(WORK TO BE COMPLETED)
At the line containing "If you could drop a marker on the pedestrian", begin setting down the entries exactly, and stop only after the last line.

═════ DATA TO PROCESS ═════

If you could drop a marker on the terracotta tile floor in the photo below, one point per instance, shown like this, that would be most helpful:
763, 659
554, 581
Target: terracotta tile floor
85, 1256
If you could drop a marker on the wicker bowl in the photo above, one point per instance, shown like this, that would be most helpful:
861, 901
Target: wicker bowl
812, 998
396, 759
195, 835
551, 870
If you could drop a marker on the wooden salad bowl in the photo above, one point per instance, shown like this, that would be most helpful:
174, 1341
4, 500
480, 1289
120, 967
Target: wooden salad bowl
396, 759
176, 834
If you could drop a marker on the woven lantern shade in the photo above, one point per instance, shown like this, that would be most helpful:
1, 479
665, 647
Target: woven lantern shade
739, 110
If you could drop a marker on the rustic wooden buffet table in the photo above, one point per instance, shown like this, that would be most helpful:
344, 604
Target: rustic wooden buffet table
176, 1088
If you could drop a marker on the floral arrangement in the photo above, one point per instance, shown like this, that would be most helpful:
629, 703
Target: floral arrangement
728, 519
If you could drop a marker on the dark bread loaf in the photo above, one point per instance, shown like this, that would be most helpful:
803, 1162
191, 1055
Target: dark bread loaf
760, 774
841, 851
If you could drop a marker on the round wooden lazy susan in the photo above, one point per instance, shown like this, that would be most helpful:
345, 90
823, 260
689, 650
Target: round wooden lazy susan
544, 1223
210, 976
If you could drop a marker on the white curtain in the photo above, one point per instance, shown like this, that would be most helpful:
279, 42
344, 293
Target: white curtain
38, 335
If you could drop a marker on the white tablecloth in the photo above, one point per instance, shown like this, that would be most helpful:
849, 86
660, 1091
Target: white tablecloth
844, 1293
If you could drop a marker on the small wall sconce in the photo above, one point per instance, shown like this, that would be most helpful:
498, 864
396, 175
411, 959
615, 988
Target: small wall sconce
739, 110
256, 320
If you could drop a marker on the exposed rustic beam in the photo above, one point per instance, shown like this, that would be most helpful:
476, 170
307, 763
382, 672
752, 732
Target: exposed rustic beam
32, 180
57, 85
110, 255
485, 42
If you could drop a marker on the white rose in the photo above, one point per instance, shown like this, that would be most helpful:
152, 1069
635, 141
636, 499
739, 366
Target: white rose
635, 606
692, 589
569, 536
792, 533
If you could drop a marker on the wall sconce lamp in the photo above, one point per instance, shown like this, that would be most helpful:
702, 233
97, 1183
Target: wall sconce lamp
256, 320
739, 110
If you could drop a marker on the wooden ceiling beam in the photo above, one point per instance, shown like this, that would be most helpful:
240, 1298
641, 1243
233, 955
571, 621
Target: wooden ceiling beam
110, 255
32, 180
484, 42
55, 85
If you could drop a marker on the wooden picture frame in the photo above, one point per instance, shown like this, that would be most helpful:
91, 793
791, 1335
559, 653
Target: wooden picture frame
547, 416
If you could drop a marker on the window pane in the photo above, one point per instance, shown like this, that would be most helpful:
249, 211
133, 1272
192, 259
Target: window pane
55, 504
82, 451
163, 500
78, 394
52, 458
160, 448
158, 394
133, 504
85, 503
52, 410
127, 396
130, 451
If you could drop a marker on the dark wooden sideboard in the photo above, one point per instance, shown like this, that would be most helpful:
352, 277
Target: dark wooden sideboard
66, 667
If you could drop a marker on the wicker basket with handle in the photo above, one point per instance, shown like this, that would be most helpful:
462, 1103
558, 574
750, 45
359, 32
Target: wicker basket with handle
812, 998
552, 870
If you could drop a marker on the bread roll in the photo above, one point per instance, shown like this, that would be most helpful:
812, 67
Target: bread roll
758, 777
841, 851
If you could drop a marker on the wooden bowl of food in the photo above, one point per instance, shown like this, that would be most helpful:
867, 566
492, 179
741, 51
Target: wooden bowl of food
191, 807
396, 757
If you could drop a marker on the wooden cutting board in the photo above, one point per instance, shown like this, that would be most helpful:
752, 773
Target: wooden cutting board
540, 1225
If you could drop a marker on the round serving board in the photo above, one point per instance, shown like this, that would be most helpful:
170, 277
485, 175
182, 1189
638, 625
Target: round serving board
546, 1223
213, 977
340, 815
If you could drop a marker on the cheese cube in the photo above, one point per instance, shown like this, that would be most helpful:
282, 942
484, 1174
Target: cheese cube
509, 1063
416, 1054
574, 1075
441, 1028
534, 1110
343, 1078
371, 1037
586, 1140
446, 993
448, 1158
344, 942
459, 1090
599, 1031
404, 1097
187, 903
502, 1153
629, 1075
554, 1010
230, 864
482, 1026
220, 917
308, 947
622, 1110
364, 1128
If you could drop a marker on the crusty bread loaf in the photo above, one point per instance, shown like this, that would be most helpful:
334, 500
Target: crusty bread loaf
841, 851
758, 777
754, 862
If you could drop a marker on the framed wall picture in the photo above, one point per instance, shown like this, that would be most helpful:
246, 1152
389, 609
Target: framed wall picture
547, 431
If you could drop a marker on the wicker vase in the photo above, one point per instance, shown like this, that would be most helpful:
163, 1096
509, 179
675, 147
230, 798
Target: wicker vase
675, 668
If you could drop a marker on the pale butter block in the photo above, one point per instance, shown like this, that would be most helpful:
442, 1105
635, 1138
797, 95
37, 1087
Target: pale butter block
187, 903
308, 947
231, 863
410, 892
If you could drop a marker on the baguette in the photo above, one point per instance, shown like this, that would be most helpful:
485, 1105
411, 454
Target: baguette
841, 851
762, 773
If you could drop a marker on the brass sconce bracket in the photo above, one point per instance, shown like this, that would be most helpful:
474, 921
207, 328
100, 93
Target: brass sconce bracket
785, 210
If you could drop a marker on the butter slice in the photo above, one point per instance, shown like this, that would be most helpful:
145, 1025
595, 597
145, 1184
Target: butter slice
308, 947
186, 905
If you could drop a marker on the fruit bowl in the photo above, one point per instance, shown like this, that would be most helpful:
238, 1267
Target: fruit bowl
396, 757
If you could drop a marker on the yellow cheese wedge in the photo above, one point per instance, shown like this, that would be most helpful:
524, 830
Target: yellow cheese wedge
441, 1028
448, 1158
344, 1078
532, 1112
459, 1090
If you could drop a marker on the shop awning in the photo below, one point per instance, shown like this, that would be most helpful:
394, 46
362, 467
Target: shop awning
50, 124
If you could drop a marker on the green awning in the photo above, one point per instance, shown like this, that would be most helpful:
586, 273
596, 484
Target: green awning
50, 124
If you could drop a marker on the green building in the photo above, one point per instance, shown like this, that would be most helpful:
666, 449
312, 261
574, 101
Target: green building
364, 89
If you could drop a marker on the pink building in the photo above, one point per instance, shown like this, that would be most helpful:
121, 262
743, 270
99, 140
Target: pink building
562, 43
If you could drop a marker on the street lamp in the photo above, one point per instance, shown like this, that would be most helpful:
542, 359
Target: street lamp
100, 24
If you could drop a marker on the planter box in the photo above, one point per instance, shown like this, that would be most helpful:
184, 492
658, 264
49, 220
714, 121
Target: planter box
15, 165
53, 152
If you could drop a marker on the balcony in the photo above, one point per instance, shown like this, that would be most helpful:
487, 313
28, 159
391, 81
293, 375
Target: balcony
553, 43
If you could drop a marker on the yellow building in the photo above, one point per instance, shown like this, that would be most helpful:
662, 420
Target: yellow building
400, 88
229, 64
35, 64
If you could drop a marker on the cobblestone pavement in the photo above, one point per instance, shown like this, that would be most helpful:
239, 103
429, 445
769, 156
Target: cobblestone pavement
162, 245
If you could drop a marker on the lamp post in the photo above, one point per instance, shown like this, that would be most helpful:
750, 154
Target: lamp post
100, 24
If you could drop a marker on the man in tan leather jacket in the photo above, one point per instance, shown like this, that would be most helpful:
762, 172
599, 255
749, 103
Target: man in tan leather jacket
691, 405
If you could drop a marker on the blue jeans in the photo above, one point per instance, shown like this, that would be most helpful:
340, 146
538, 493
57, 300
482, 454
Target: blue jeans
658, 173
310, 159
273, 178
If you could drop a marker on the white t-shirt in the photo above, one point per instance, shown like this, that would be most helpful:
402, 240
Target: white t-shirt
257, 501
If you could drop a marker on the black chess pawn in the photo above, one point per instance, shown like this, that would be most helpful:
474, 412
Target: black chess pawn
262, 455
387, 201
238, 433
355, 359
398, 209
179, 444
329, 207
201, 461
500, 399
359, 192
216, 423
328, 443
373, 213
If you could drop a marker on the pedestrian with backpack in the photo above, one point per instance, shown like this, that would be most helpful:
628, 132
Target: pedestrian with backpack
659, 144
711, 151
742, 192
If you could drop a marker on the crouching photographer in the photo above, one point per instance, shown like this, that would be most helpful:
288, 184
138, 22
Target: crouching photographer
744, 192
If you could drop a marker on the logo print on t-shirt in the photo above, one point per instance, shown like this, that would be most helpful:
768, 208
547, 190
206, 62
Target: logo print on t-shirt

═════

(ANSWER SECTION)
If you could drop a marker on the pedestrian with backpack in the photo above, one point per instance, shown like this, that would be most helpful:
628, 132
Target: pedestrian with backpack
659, 144
711, 151
742, 192
If you could drop a marker on the crouching photographer in the photo above, one point per instance, shown like this, that would be most helpful:
288, 184
138, 22
Target: crouching photographer
744, 192
If you could drop a marker on the logo print on t-shirt in the photo above, one point per instance, shown like this, that would be most helpful:
768, 208
547, 190
206, 62
Target: logo print on t-shirt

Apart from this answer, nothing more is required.